(SOURCE DATA Opens)

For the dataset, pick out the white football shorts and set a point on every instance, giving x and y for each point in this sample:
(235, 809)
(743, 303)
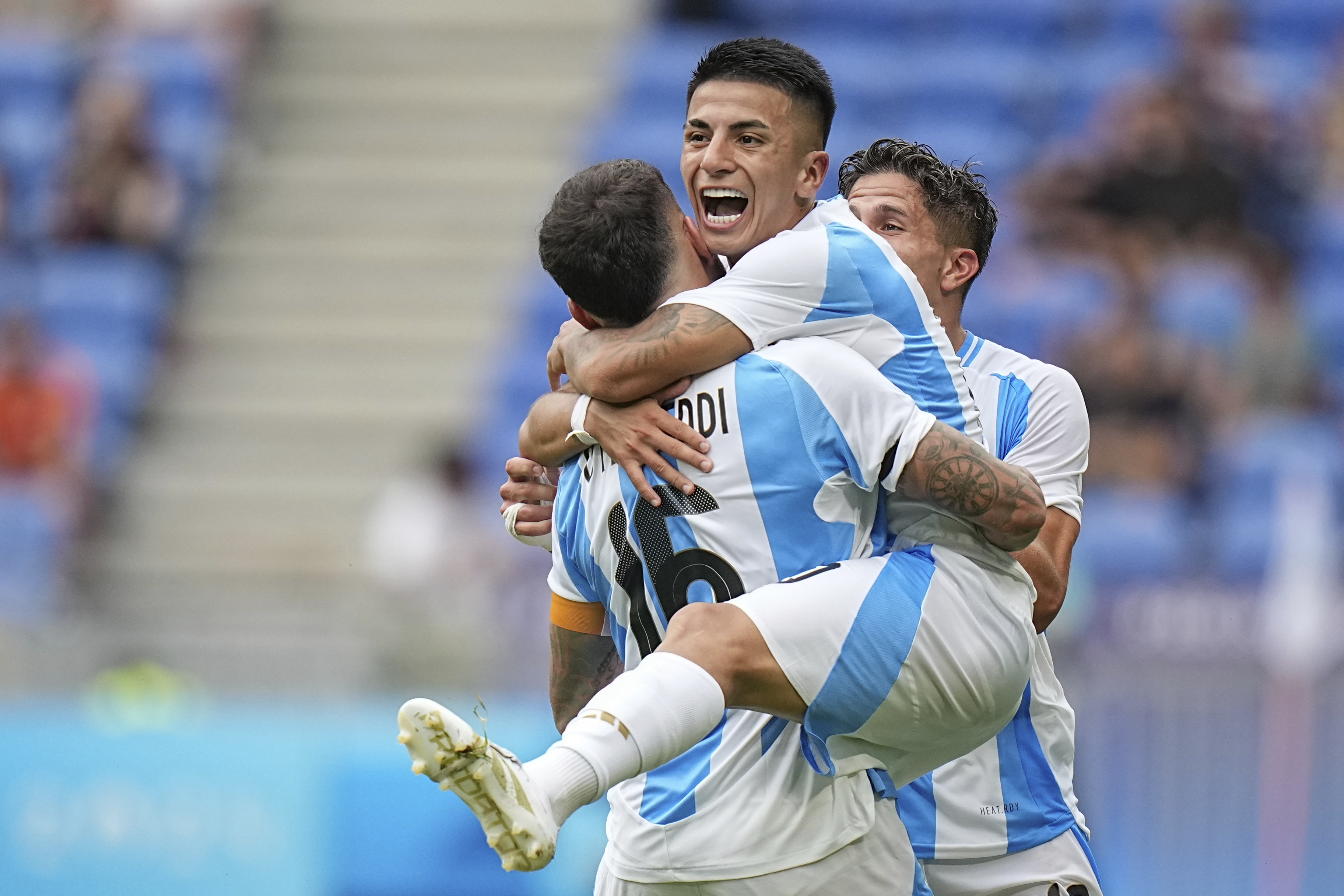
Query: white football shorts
(878, 864)
(1064, 863)
(906, 661)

(SOURCE DATA Closes)

▶ **WORK TO BE COMPLETED**:
Please transcribe the whole listing above exactly, with the images left out.

▶ **RESPONSE AREA**:
For the dataset, pick out the white football shorts and set a point on every instance, giving x and y for each point in this sample:
(235, 809)
(743, 303)
Query: white football shorts
(878, 864)
(1064, 863)
(906, 661)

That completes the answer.